TO DO:
Transcribe every entry verbatim; omit pictures.

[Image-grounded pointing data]
================
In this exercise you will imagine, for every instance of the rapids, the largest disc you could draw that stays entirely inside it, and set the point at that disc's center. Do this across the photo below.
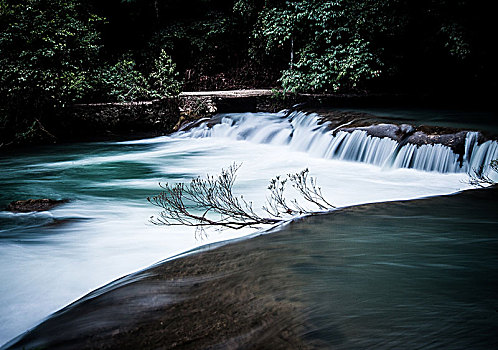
(49, 259)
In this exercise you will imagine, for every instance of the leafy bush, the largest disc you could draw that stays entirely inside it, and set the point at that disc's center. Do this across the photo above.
(164, 78)
(123, 82)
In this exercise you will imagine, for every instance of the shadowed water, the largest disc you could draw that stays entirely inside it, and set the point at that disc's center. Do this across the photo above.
(50, 259)
(402, 275)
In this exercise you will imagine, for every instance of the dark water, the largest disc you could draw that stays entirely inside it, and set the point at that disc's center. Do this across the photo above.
(409, 275)
(400, 275)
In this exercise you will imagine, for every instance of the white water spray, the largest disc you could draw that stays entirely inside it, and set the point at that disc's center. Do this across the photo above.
(304, 132)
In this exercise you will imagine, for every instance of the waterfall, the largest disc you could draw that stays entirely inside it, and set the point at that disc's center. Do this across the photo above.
(304, 132)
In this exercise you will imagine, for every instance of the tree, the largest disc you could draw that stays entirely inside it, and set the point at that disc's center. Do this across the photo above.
(48, 52)
(211, 201)
(327, 49)
(164, 77)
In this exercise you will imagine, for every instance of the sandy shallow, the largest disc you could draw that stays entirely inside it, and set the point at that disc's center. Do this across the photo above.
(247, 294)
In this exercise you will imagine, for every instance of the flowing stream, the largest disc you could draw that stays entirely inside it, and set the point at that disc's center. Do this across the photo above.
(49, 259)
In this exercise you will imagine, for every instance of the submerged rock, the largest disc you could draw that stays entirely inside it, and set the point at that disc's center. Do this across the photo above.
(30, 205)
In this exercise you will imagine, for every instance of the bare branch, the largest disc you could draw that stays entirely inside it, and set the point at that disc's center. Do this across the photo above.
(210, 201)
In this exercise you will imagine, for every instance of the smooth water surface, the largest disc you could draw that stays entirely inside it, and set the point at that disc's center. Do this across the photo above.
(49, 259)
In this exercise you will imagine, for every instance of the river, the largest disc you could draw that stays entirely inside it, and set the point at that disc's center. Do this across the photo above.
(49, 259)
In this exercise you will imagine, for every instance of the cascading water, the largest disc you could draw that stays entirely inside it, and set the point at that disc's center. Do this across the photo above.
(304, 132)
(49, 259)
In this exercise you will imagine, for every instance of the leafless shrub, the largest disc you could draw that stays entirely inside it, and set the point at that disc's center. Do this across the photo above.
(210, 201)
(479, 178)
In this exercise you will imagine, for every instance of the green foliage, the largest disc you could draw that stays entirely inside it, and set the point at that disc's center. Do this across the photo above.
(123, 82)
(47, 51)
(342, 66)
(164, 77)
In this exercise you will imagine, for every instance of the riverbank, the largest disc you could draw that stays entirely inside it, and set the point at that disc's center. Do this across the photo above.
(424, 263)
(132, 120)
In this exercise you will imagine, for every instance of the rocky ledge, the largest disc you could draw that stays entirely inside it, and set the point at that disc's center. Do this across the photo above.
(33, 205)
(402, 133)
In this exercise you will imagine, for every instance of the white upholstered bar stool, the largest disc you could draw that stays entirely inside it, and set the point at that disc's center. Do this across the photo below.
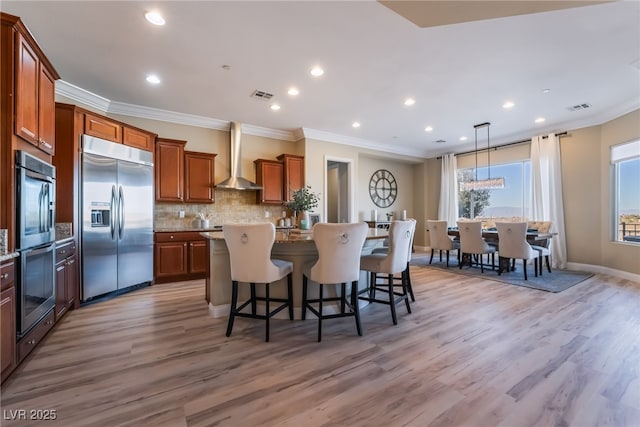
(390, 264)
(472, 243)
(407, 271)
(512, 237)
(440, 240)
(250, 256)
(339, 249)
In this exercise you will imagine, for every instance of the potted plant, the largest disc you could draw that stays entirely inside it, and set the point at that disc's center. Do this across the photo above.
(303, 201)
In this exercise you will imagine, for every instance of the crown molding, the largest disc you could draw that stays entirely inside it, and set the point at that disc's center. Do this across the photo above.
(82, 96)
(361, 143)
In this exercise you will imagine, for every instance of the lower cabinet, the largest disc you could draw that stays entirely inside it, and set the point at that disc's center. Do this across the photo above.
(66, 277)
(180, 256)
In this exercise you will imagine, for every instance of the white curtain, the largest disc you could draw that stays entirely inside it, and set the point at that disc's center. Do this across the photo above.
(546, 180)
(448, 207)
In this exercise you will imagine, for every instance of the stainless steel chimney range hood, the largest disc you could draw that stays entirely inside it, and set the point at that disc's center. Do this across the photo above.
(236, 181)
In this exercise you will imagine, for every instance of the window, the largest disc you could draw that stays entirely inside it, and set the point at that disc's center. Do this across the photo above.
(625, 164)
(514, 200)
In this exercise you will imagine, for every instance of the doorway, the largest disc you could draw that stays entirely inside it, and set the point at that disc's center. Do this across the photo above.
(339, 190)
================
REPLY:
In this exercise you will imagine, for every instance of the rapids, the largest disc you could draw that stays entirely inside it, and set the point at that disc's center. Do this across the photo below.
(49, 259)
In this exercise you will imagine, for every instance of the leafy bush, the largest disc you could draw that stays entirely inside it, and set the point at that disc's center. Do this across the photo above.
(164, 78)
(123, 82)
In this exercise you will imagine, for every instance of the shadowed water, the largest disc you could draw that stays entirely inside it, and set the point at that disc's center. Do this across the photo above.
(50, 259)
(402, 275)
In this exercise you will imagine, for every instance of the dark water, the largest disc you could draw that stays entirely inside it, and set the point at that disc's center. Do this across the photo above.
(409, 275)
(400, 275)
In this exercise you will imagine, for every instance of the white water spray, the largest disc you could draw that stays entirely inside it, and set the point at that disc's center. Do this across the photo above.
(304, 132)
In this exercise you will imagine, for every instance of the waterfall, the largest disc you could draw that stays entirely inside it, and set the point at that disc's center. Do this across the photo above.
(304, 132)
In this exercise you will imagine, for every instance of the tree, the largest disc you could draw that stays entirely inside it, and set the point at that disc's center. Do this across the photo above.
(48, 52)
(211, 201)
(327, 49)
(164, 77)
In this exercise you will imagine, for every instance of the sandy shallow, the largest disc you could draw that stays entirely inside it, and set the point at that disc's center. Do this across the photo above.
(247, 294)
In this exercise you will imagine, for every instance of the flowing stream, the largest disc you could draw that stays entirely inside it, and set the point at that disc's center. Do this across the photo above.
(49, 259)
In this exercise you will imagine, for every instance of the submerged rock, the largest disc you could draw that stays entirely inside it, and set the point at that disc's center. Do this across the photo above.
(30, 205)
In this exercise you will imagine, for every instance of the bare branch, the largest disc you could draw that stays entirely inside it, and set the point at that disc's center. Do this across the photo above.
(210, 201)
In this exercise you will imagine, for every instance of the smooth water surface, the largest disc you could draw that stays entirely inside it, and set the point at that disc's center. Do this across the photo above.
(49, 259)
In this exercise you will imagine, for every instance of the river, the largest disc you could draw that stays entirely inside it, and set the point at that disc's center. Do this across the photo above.
(49, 259)
In this exercise you will imagine, for every instance of the cascading water, the largest disc you could draw that stays entirely inside it, and set the point at that disc's center. Do this across the photo above.
(304, 132)
(49, 259)
In this exercise you will imagine, for every instance of the leafless shrub, the largest disc you could draw that stays entirely inside it, and set the point at that disc's center. Do this across the photo above.
(210, 201)
(479, 178)
In this exercise you will imagine, for every instance of the green foliage, the largest disc you could draw that stays entirely inside it, and set the point at that disc's center. Do this across the photo above.
(123, 82)
(47, 51)
(342, 66)
(164, 77)
In this exercise you will imagine, for every instance of the riverbank, the largest disc you could draw that stays entirely inside it, and set the point at that disc's center. Do this across the photo above.
(424, 263)
(132, 120)
In this exercise you will imagine, for every instance of the rocky ledge, the largest disc you could draw that stays entirely inside it, and set the point at that disc's center. Do this across the photo above.
(33, 205)
(402, 133)
In this exercise you will imagine, for every instance of the white upholstered bar stool, the largest disc you could draw that stays entirely inside it, and set the point at that disc's center. Do this across the photo below.
(390, 264)
(472, 243)
(407, 271)
(512, 237)
(440, 240)
(250, 256)
(339, 249)
In this exercise you will imagine, for every instance of the potted plant, the largest disc you could draw that stays entirely inside it, and set the point at that disc's center. Do this across the photo above.
(303, 201)
In this exercise you will imagine, for every instance of the crown molding, the largest disc you could draw that stays entirely inside it, and set the point at that disc's center. Do this across the photo above.
(82, 96)
(361, 143)
In this exercise you will imagine, for every instance of the lower cabinet, the largest disc you could draw that stays entirely inside it, and set the point at that disc's center. Do this across the photo above.
(66, 277)
(180, 256)
In this exercise you will imagine, for every instance of the white curtain, the largest disc you could draw that stays entirely inside it, and set the point at that disc's center. Do this across the photo above.
(546, 180)
(448, 207)
In this exercise you will imagine, for every instance of the stainless steel chimney range hood, the largest disc you could draw that stays entirely inside it, and set the point at that disc's center. Do this across the photo above.
(236, 181)
In this exercise you will imagine, for every instance of the window, the largest disc you could draw that stays entirely inside it, and set the point at that disc's center. Do this across the photo above.
(625, 164)
(514, 200)
In this exercise you will imagine, for every instance of the doorway, the largest disc you could draw that stays entirely inside it, and set the point at that disc's center. Do this across the photo above.
(339, 190)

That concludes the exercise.